WHAT YOU NEED TO DO: If an entry holds a picture, leave that picture out. Give everything else again exactly.

──────

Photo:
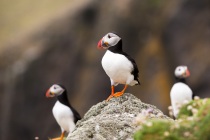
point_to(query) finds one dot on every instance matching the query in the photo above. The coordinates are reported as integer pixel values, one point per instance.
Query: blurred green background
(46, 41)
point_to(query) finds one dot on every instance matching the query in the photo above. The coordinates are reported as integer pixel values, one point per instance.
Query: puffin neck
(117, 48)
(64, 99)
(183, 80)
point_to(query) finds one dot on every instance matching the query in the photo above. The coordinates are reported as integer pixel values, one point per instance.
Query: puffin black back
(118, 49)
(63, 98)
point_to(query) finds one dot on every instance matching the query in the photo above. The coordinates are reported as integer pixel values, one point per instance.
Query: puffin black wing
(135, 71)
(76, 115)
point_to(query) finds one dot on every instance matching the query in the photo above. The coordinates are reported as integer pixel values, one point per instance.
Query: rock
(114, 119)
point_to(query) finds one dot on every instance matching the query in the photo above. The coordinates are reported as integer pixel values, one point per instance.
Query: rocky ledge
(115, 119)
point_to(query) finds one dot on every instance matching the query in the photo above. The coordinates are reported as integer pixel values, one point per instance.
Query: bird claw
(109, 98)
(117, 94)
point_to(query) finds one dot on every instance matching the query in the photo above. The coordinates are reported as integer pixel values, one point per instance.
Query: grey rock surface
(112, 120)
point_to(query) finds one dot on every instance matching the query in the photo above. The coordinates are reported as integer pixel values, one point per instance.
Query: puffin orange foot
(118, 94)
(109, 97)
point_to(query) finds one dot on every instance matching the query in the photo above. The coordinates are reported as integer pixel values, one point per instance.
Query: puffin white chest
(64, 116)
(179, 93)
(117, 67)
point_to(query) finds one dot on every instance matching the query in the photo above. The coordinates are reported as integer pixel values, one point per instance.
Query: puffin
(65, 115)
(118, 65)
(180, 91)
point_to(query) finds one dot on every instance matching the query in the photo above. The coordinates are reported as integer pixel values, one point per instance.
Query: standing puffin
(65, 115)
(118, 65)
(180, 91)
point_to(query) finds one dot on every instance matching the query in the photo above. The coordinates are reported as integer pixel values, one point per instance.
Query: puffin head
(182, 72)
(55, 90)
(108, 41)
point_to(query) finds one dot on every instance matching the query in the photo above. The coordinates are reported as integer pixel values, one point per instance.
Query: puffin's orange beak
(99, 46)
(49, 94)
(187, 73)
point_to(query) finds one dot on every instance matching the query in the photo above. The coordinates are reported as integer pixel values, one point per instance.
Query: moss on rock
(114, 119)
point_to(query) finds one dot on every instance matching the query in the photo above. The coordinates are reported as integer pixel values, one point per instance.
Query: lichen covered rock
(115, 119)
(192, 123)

──────

RESPONSE:
Photo:
point_to(query) finds one dot on every instance matching the query in the photo above. The coordinates are reported as integer pixel values, one point per instance.
Query: blurred green background
(46, 41)
point_to(query) finds one dot on every instance matching the query in the photo above. The coordinates are reported as integer pixel values, one point per instance.
Query: puffin neck
(117, 48)
(64, 99)
(183, 80)
point_to(query) finds one dot on every instance matching the query in the photo above. The coordinates are reported as integer pixel values, one point per instance.
Query: puffin black back
(118, 49)
(63, 98)
point_to(query) finds one dot on every instance matching the query in the photo above. The coordinates are reported as integer pixel values, one point per instance.
Query: puffin black wing
(135, 71)
(76, 115)
point_to(query) finds one dot on every instance matching the query in the photo above. The coordinates are reported as integer pixel values, one point per instance.
Query: rock
(114, 119)
point_to(query) finds one dot on every instance matching the query in the photo above. The coordinates are reported as integer pixel values, one point per instance.
Query: rocky ledge
(115, 119)
point_to(query) finds one dot on every instance matching the query in the photo above. The coordinates are reported as integer pixel values, one point per instance.
Query: bird claw
(109, 98)
(117, 94)
point_to(query) finds one dot on every instance matching the query in the photo above. The coordinates are reported as integer pixel values, one point per instance.
Query: grey rock surface
(112, 120)
point_to(query) finds one dot on every instance matching the query in the photo above. The coordinates are reported as integer pixel values, one point per instance.
Query: puffin orange foot
(118, 94)
(109, 97)
point_to(query) finds one dot on every instance matching the query in the photo above. The coordinates are reported as integer pixel values, one point per instance.
Query: puffin white chest
(64, 116)
(179, 93)
(117, 67)
point_to(query) finds one dot on every instance matching the query in the photo above. The coordinates are reported as integer pixel values, one point per instance.
Query: puffin
(65, 115)
(118, 65)
(180, 91)
point_to(query) finds one dot on every instance matching the query in the photo above. The coordinates are reported as integer pixel values, one point per instance.
Query: standing puffin
(65, 115)
(118, 65)
(180, 91)
point_to(query) finds one dot on every instance matching the query in the photo above. The coordinates are reported as integer pixel values, one point per instance.
Query: puffin head
(182, 72)
(55, 90)
(108, 41)
point_to(query) finds one dot on every instance matching the query in the photo above. The coordinates are reported as integer pixel values, one point per instance.
Query: puffin's orange beak
(99, 46)
(49, 94)
(187, 73)
point_to(query) finds one dot on every instance matching the query in the photo above. The coordinates are reported as integer pixel values, one point per instance.
Query: moss on rock
(114, 119)
point_to(query) finds one dot on every instance matching the query in the photo above. The coordinates are reported as integer pixel values, one point per instance.
Query: lichen covered rock
(115, 119)
(192, 123)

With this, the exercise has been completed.